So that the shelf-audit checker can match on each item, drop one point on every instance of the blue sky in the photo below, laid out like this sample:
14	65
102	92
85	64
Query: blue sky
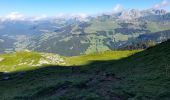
54	7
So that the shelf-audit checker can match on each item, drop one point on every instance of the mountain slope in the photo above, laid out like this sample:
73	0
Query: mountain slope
72	37
142	76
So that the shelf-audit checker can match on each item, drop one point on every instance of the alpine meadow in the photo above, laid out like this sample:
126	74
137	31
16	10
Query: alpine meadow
85	50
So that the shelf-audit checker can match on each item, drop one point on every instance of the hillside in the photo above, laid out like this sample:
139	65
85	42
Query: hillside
142	76
74	36
27	60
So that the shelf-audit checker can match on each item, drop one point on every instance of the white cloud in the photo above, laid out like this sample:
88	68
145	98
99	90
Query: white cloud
36	18
118	8
162	4
15	16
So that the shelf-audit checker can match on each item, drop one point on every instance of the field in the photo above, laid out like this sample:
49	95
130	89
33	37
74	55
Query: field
142	76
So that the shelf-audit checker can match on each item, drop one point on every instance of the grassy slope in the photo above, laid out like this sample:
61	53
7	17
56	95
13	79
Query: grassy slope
24	60
101	56
143	76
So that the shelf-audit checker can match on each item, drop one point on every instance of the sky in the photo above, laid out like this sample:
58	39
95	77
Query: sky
10	8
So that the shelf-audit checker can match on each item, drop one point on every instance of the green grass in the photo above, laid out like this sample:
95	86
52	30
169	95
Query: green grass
98	26
141	76
100	56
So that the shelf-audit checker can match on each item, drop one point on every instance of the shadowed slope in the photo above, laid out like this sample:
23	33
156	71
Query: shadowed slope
143	76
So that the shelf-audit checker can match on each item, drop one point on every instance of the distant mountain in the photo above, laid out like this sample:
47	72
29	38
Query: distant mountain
141	76
77	35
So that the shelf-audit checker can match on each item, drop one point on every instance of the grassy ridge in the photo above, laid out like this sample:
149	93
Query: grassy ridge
101	56
142	76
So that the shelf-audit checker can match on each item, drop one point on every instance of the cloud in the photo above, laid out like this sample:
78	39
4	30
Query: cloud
162	4
15	16
36	18
118	8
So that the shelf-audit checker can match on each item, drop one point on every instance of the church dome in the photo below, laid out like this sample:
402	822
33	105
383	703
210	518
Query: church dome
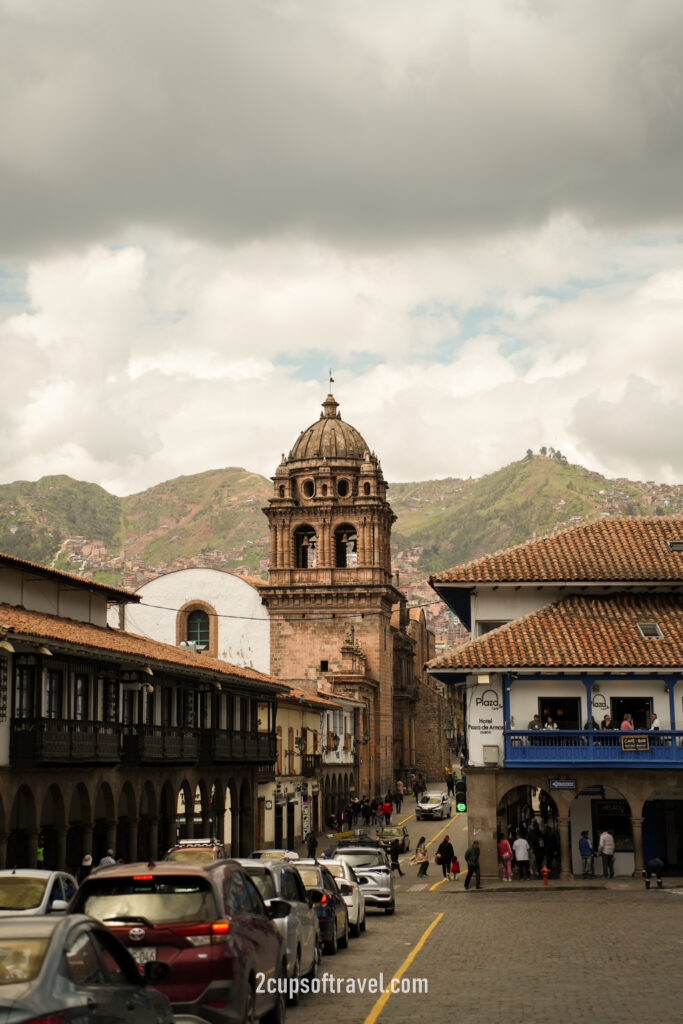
330	437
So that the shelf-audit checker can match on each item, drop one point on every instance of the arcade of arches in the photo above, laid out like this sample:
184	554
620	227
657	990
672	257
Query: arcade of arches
644	809
139	816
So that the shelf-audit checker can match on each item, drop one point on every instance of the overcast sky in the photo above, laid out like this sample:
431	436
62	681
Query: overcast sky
471	210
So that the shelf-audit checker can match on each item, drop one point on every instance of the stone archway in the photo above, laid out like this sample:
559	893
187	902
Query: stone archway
52	830
79	834
23	838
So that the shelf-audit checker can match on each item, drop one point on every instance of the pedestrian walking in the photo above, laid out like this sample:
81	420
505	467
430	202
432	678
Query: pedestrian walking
606	848
394	851
444	855
472	861
421	857
586	851
505	853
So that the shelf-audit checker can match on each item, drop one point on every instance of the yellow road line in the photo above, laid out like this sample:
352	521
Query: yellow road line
386	994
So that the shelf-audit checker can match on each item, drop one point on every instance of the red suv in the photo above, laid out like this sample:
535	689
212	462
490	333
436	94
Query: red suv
209	923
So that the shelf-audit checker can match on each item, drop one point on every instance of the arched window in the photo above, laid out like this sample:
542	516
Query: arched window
304	544
198	628
346	554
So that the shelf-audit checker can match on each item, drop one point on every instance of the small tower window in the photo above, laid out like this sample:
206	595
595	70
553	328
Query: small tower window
198	628
345	546
305	544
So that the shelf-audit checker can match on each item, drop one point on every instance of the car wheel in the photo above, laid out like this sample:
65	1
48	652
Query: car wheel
293	994
250	1006
332	946
343	942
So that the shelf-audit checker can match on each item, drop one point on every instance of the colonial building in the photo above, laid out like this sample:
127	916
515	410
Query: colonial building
105	734
337	622
571	628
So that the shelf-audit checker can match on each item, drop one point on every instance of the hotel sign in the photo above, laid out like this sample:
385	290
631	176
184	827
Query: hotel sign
635	742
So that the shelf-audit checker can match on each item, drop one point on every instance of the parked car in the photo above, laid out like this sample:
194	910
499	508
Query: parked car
433	804
34	891
208	922
388	834
279	879
194	850
372	867
71	968
328	899
276	854
355	901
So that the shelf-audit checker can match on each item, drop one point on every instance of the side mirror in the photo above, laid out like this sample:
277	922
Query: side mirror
156	972
279	908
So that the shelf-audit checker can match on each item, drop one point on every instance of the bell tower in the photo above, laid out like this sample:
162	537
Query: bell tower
330	577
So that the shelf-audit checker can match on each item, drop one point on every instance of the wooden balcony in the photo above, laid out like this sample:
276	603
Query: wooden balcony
154	743
221	745
55	740
311	764
586	748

Exercise brief:
Go through the records. Copy each line where "below" appears.

Answer for the task:
So that the shelf-audit checker can match on each item, drop one point on every instance of the blue sky in the photo below, laid out like this sample:
So that the shelf-audit checker can match on each item, drop one point on every instance of the church dome in the photo below, laid out like this sample:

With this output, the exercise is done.